[Data records — start]
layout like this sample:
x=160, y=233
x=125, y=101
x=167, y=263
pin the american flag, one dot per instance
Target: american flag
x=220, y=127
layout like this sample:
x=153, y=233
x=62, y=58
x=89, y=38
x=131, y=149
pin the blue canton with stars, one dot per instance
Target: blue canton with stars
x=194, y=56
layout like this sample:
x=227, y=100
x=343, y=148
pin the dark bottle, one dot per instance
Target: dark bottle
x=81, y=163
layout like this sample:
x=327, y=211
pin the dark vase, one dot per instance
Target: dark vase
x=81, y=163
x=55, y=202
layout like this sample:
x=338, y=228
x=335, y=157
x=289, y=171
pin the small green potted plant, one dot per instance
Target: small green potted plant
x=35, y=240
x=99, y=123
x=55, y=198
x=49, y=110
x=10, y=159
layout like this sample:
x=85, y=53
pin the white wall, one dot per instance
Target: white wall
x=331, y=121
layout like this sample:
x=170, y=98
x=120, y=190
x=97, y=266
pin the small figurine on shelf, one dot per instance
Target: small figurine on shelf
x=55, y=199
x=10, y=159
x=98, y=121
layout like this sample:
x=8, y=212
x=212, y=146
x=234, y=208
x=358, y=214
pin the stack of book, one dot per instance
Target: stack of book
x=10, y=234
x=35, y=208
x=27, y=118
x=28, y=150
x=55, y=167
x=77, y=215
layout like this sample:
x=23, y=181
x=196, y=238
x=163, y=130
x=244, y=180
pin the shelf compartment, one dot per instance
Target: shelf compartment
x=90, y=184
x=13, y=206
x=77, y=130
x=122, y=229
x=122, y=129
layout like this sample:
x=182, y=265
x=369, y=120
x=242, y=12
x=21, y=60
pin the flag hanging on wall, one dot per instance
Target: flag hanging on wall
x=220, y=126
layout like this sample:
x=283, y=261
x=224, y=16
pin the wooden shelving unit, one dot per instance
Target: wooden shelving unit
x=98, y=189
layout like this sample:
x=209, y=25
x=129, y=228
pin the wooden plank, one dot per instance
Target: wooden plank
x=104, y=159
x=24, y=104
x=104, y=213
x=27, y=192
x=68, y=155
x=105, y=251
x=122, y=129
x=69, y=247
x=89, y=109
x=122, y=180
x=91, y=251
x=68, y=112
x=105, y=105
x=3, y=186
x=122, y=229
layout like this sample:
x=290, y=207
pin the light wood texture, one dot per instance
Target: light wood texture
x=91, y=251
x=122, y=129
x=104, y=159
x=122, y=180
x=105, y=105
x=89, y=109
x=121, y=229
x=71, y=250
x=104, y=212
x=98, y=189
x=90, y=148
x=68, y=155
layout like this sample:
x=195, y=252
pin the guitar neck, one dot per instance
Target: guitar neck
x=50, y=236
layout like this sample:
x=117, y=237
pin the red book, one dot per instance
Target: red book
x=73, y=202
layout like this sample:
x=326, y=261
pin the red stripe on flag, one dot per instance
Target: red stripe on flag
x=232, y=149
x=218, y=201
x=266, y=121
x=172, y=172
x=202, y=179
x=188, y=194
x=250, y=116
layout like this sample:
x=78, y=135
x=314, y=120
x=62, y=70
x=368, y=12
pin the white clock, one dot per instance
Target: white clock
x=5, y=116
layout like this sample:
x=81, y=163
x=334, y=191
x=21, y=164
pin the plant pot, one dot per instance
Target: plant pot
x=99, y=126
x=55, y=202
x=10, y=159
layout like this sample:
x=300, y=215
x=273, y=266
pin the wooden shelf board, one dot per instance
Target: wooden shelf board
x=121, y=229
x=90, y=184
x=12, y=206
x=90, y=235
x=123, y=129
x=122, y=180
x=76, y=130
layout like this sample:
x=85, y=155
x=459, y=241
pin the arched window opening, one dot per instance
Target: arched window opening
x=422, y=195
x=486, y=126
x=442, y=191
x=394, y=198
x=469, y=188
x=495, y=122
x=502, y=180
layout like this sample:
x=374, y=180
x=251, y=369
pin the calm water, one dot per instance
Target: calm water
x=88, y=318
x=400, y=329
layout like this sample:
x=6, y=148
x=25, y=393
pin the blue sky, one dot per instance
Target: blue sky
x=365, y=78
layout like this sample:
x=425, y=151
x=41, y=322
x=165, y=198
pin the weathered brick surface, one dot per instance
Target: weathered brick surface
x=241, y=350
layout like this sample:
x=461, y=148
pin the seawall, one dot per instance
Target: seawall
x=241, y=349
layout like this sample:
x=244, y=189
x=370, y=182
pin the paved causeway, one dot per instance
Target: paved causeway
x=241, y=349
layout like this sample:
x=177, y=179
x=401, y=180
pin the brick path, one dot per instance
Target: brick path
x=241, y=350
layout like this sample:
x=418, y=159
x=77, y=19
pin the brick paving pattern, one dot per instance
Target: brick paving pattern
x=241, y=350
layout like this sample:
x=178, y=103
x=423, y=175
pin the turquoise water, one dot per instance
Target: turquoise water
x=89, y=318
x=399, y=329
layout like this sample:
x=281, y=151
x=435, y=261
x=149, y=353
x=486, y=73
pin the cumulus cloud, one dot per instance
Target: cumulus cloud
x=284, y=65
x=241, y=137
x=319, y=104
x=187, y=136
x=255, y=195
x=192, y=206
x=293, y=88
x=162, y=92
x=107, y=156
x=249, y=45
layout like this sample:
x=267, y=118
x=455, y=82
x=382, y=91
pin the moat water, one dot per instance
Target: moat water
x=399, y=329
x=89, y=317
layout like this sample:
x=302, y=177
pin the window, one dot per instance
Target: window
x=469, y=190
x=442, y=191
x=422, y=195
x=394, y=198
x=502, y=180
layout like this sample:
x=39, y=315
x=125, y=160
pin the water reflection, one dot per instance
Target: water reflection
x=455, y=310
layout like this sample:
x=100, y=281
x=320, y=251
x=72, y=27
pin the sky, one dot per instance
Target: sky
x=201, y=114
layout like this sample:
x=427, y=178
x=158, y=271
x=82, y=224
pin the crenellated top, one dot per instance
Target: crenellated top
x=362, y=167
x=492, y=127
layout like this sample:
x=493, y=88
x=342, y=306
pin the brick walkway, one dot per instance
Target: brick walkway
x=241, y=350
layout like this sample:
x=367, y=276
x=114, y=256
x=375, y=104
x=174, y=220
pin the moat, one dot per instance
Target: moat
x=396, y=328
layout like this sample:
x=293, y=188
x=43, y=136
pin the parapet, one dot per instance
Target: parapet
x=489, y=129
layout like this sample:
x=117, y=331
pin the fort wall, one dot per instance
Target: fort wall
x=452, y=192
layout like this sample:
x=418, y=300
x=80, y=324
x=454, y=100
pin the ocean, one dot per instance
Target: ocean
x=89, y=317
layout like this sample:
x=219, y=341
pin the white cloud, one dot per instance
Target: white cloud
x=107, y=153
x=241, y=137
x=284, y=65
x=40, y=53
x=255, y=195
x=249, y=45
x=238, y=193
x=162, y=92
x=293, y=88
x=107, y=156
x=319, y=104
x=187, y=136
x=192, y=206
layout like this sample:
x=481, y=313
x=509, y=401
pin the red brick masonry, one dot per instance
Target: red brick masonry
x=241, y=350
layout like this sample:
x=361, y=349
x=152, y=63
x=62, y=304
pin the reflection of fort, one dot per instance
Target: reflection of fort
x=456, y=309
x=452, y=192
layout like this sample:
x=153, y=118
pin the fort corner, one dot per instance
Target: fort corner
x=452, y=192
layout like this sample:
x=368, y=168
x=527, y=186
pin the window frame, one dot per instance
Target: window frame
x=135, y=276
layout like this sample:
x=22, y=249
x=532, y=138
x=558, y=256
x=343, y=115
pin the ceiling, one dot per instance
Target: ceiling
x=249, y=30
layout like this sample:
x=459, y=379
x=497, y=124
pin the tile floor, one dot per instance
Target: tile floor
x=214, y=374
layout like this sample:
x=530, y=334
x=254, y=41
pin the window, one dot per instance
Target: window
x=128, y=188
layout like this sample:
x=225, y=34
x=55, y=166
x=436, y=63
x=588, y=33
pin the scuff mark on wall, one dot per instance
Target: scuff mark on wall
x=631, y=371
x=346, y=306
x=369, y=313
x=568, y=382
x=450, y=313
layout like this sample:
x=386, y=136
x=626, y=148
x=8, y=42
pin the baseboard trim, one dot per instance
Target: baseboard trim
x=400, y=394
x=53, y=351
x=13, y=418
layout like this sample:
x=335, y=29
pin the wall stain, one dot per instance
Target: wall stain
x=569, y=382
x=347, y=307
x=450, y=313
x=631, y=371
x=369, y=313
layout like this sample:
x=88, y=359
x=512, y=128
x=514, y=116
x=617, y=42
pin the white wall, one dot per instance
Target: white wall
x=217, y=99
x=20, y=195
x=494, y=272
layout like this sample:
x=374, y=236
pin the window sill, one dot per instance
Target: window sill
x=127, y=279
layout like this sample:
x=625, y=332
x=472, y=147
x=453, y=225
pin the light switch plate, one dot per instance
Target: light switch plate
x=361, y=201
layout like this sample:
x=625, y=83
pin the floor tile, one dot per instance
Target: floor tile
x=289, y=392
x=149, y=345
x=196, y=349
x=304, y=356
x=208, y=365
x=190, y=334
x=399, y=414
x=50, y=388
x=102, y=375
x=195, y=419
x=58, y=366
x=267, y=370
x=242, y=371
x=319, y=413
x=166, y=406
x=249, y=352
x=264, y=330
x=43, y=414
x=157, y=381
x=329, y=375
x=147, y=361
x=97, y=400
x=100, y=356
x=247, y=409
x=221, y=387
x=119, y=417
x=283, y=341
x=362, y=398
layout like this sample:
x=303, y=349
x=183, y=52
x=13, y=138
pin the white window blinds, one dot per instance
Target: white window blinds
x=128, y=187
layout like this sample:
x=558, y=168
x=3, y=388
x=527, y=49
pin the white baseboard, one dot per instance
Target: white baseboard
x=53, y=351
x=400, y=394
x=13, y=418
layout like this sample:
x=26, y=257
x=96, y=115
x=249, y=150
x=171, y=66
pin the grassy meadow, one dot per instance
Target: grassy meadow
[Data records — finish]
• Work to be completed: Copy exactly the lines above, starting at the opening line and finishing at the line in which "x=163, y=130" occurs.

• Worked solution:
layout like this sample:
x=160, y=233
x=125, y=101
x=167, y=263
pin the american flag, one dot per instance
Target: american flag
x=220, y=127
layout like this sample:
x=153, y=233
x=62, y=58
x=89, y=38
x=131, y=149
pin the blue canton with stars, one dot per instance
Target: blue canton with stars
x=194, y=56
layout like this sample:
x=227, y=100
x=343, y=148
pin the dark bottle, one dot per instance
Target: dark bottle
x=81, y=163
layout like this sample:
x=327, y=211
pin the dark vase, one dot per instance
Target: dark vase
x=81, y=163
x=55, y=202
layout like this sample:
x=338, y=228
x=335, y=157
x=289, y=171
pin the small green potted plant, one dot per instance
Target: small green potted plant
x=35, y=240
x=99, y=123
x=55, y=198
x=49, y=110
x=10, y=159
layout like this sample:
x=85, y=53
pin the white wall, one dot per instance
Target: white wall
x=331, y=121
layout like this sample:
x=170, y=98
x=120, y=190
x=97, y=266
pin the small figurine on shelf, one dot per instance
Target: small figurine on shelf
x=55, y=199
x=10, y=159
x=98, y=121
layout like this sample:
x=8, y=212
x=212, y=146
x=234, y=208
x=358, y=214
pin the stack of book, one dot per instance
Target: stack of book
x=10, y=234
x=35, y=208
x=27, y=118
x=28, y=150
x=55, y=167
x=77, y=215
layout like this sample:
x=23, y=181
x=196, y=238
x=163, y=130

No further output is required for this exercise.